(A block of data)
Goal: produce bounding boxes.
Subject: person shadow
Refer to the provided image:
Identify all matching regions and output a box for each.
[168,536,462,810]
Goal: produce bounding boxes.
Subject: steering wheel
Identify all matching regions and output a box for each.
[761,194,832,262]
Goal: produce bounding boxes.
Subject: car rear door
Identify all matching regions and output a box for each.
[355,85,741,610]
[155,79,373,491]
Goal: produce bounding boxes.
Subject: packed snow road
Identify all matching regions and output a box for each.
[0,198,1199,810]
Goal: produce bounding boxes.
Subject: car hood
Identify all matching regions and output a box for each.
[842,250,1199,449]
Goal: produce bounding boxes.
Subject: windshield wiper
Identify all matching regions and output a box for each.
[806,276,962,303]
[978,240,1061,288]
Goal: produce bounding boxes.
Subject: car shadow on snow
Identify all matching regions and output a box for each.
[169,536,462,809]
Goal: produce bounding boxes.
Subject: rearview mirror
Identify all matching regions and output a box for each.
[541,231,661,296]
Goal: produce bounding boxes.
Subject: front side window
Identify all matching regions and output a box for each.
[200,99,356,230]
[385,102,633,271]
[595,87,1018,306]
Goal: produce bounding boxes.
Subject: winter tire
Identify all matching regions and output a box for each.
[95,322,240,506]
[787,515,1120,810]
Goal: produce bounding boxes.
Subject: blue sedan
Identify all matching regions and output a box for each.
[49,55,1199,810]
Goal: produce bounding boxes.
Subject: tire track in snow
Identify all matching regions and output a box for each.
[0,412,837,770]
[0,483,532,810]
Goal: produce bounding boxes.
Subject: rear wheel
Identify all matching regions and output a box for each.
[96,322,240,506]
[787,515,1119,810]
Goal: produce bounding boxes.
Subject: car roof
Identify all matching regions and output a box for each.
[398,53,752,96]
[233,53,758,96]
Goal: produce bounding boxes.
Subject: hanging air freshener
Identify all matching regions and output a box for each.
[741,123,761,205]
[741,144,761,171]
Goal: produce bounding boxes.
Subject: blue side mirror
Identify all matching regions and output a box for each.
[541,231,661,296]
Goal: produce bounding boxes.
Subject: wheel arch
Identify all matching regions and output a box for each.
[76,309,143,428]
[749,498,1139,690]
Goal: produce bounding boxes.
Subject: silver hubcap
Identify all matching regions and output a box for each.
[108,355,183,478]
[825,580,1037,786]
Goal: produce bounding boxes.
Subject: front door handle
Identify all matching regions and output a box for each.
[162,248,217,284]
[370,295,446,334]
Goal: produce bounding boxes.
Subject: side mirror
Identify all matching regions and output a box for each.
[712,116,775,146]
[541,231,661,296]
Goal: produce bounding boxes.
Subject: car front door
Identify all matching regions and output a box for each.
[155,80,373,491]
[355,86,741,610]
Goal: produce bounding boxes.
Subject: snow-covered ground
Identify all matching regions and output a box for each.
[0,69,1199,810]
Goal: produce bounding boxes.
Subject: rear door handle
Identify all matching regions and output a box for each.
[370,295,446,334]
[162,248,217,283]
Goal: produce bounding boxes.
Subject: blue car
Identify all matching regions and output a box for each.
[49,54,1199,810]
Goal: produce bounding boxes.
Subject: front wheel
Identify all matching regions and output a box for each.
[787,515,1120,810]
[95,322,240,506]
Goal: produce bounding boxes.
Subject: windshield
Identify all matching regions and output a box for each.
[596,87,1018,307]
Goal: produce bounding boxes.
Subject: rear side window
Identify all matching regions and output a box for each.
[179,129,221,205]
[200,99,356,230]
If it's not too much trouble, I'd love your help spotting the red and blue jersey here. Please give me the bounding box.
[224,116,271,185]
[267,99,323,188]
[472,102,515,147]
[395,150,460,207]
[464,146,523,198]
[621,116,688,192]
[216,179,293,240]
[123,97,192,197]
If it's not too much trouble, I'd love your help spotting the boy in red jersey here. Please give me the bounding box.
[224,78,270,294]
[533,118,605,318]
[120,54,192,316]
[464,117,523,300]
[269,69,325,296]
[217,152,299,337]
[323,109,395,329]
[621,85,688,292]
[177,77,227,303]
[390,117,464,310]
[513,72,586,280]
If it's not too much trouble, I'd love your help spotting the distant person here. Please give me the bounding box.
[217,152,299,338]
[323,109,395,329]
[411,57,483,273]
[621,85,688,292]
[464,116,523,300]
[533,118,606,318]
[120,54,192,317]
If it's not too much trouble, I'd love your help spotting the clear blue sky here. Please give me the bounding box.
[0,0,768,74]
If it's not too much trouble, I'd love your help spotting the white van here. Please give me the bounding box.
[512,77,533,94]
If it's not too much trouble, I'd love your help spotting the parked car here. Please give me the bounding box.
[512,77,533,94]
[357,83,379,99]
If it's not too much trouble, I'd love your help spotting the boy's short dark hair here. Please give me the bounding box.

Exercise task =>
Gather every line of the items that contains the word "tire", and treat case as significant.

Final result =>
Subject: winter tire
Subject: tire track in snow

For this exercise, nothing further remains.